START

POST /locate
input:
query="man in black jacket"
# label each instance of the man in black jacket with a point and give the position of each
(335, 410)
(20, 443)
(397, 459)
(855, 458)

END

» **Do this**
Reproduce every line of the items above verbatim, without altering any character.

» **Exercise output**
POST /locate
input:
query="man in black jacket"
# label each instance of the man in black jacket with a point and give the position of each
(335, 410)
(20, 443)
(397, 459)
(855, 458)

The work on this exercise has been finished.